- **Activity**
From the line with "Habitat-census task: mark the nose" through the final line, transcribe the material below character for character; include no other lines.

- **The input**
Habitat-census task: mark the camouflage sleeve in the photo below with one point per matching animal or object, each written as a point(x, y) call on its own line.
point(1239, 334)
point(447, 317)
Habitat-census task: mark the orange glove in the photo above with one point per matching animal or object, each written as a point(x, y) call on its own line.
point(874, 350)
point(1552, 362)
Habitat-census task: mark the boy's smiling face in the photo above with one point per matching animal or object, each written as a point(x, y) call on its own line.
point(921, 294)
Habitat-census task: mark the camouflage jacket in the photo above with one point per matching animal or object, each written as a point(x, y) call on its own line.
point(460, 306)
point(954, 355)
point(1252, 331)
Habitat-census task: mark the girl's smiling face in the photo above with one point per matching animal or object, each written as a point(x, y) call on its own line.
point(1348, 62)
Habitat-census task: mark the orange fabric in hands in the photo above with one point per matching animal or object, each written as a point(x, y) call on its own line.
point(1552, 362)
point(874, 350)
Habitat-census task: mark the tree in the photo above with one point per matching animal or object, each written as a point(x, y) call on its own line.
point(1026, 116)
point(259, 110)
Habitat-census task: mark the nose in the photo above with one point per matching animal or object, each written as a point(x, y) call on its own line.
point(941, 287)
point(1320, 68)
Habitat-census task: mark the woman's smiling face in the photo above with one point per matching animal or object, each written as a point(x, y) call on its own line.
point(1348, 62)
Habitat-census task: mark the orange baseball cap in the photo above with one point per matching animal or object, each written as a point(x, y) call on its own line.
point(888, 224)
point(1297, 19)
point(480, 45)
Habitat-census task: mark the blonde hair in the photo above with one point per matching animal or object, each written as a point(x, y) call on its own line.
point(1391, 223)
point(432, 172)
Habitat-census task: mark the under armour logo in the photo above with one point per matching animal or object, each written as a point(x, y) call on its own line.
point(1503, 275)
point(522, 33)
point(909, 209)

- **Task result**
Habitat-census task: mark the nose in the photo above with one point per matching animal or object, each written as a point(x, y) call on its own line.
point(941, 287)
point(1320, 68)
Habitat-census task: mark the woman's smiling face in the photo above with one point per matching animal or object, each written as a point(x, y) call on its own line.
point(1348, 62)
Habitat-census task: mark the orange baseball cap in the photo above with one point per matching animal or object, each written as a point(x, y) call on its own line.
point(888, 224)
point(1297, 19)
point(480, 45)
Habitat-census task: mark the blonde hair in the photo above with one point per matching animal or object, each written as a point(x, y) call on its own line.
point(1391, 223)
point(432, 172)
Habitat-census task: mark the under armour logo in the photo above with one point per matching animal or object, each written as a point(x, y) call on its own line.
point(1503, 275)
point(522, 33)
point(909, 209)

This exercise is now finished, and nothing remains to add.